_Set problem_
Render every line of the data below as a numbered list, omitting any blank lines.
--- Start of Records for this exercise ---
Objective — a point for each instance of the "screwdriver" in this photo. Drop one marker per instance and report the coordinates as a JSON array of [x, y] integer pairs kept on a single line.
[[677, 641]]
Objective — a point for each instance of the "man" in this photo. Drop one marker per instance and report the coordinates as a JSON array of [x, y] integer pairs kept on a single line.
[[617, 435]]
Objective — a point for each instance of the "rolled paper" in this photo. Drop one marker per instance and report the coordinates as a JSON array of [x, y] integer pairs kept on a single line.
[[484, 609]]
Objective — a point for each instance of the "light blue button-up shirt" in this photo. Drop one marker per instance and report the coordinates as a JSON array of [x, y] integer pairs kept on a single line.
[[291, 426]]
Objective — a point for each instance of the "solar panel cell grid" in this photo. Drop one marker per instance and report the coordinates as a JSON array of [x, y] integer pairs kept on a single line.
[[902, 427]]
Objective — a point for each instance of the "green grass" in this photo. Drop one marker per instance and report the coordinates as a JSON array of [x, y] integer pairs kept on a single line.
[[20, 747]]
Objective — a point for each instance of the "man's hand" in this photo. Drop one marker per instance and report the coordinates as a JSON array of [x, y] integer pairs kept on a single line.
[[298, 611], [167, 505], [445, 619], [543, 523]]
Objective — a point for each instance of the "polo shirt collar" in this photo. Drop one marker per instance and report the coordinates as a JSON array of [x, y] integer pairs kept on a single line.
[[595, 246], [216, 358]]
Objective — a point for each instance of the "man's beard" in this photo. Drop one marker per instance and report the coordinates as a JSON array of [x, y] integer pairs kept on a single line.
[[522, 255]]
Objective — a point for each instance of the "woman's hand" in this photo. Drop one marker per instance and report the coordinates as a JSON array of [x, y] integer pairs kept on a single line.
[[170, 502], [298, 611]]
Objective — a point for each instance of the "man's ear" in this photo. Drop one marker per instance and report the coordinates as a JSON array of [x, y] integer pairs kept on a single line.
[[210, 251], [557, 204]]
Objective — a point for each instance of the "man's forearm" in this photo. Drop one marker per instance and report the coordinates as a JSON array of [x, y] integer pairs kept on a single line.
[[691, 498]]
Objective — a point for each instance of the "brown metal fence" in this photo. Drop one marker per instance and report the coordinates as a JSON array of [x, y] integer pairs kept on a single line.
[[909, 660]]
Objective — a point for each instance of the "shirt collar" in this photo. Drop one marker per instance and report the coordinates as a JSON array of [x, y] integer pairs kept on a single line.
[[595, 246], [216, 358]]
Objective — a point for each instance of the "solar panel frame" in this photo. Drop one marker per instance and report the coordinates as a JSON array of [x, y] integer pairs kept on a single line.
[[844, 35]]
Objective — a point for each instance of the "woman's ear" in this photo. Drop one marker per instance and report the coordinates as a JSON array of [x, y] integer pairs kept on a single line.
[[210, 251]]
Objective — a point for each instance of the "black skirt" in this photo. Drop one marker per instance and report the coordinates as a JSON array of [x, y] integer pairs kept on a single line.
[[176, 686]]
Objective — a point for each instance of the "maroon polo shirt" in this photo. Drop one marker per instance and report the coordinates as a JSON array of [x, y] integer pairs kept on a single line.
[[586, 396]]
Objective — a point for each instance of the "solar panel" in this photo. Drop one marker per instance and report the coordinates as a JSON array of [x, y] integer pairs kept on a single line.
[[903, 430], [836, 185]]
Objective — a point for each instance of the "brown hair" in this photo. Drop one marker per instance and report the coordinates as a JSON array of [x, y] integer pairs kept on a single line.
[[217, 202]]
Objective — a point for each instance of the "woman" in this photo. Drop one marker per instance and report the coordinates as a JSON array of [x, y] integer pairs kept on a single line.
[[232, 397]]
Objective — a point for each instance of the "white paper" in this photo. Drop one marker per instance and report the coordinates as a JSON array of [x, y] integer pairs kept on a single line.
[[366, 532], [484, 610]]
--- End of Records for this exercise ---
_Finished task_
1. Objective — a point for each instance of the "screwdriver" in this photo. Drop one marker per instance and report the coordinates as a JSON array of [x, y] integer pairs kept on a single line.
2. [[677, 641]]
3. Objective — a point for each instance of the "man" in this photo. Drop one marker per instance and report the coordinates as a JSON array of [x, y] integer pairs kept on a single line.
4. [[617, 435]]
5. Objective — a point for each instance of the "rolled paper" in this photo. Drop one marker per instance and report the coordinates as a JSON array of [x, y] integer pairs kept on a single line.
6. [[484, 609]]
7. Objective — a point for each instance of the "light blue button-up shirt" in this photo. Drop one marker per instance and report the coordinates as a JSON array of [x, y] integer pairs kept on a single line.
8. [[291, 426]]
9. Objective — a point for each instance of the "solar panel cell grid" in this photo. Drop one marker per instance and report the coordinates as a JSON array of [x, y] integer pairs kept on a single line.
10. [[902, 427]]
11. Objective — a point for each instance of the "green grass" in this photo. Drop one marker per instance and report the coordinates as a JSON array of [x, y] integer pairs kept on a single line.
12. [[20, 747]]
13. Objective — a point for each instance of the "man's hand" in this photo. Drop one marker per instance and report the coordinates as a JSON array of [x, y] integer pairs kept on a single line.
14. [[298, 611], [167, 505], [445, 619], [543, 523]]
15. Objective — a point for each instance of the "polo shirt collar" in this photo. Drop one marker per instance and report the coordinates as a JSON array of [x, y] integer pairs kept on a single line.
16. [[595, 246], [216, 358]]
17. Objective — a point for each instance of the "man's beard" in this photo. Drop one marker per instance and report the coordinates as a JSON array of [x, y] integer pairs kept on a single line.
18. [[522, 255]]
19. Objective — a point for each instance of the "woman's hand" in this photo. Drop one marker per instance and report the coordinates as a JSON array of [x, y] integer pairs kept on a single line.
20. [[170, 502], [298, 611]]
21. Objective — a point for each instance of the "man's ear" in this photo. Drop one marker per instance and report the coordinates as a JSON array of [x, y] integer pairs kept on a single line.
22. [[210, 251], [557, 204]]
23. Objective — a point for each instance of the "man's forearm" in this photo. Drop one marker per instance and report the coordinates as a JSON array of [x, y] integer pairs kept on a single line.
24. [[691, 498]]
25. Objective — a point for each instance of the "brown metal fence" in this photo. Drop one marker per instance and report the coordinates as a JSON array of [x, y] integer pairs kept on a single line.
26. [[909, 660]]
27. Objective — a point for each instance of the "shirt collar" in this photo. Drop one marker per instance and report the coordinates as a JSON array of [x, y] integer pairs kept on a single line.
28. [[595, 246], [216, 358]]
29. Objective — a point for each instance of the "solar panel frame" in this photo. Drop one marker per instance and report the coordinates as a JSON array of [x, y] integer pairs kept on a single line.
30. [[844, 35]]
31. Objective — a point for each instance of the "woman's ear" in this photo. Drop one marker per instance and report the coordinates as a JSON array of [x, y] integer pairs kept on a single line.
32. [[210, 251]]
33. Objective — a point for each instance of the "black skirt" in this photo. Drop one marker per instance and report the coordinates as a JSON array of [x, y] integer pairs kept on a single line.
34. [[176, 686]]
35. Objective — a point for each instance of the "maroon polo shirt" in this photo. Drop one marker per instance and report the coordinates as a JSON array of [x, y] integer pairs kept on a single line.
36. [[586, 396]]
37. Objective — a point for each instance of the "solar panel" in this photo. Drop one marker per instance and report the coordinates as a JSON array of [x, y] integer pairs kept on a single line.
38. [[903, 430], [836, 185]]
39. Objective — a point for each instance of the "brown hair" in this photo. Drop one marker per instance and report the coordinates as a JSON array of [x, y] integer pairs kept on a single line.
40. [[217, 202]]
41. Objective — a point for each instance of the "woman" in this photo. Drop one marker per instance and report the coordinates as a JSON array of [x, y] integer pairs kept on a single line.
42. [[232, 397]]
43. Objective — a point for each instance of the "white paper" in this photo. Drop one marker per instance and report the coordinates as a JSON array of [x, y] integer pairs kept on a single line.
44. [[366, 532], [484, 610]]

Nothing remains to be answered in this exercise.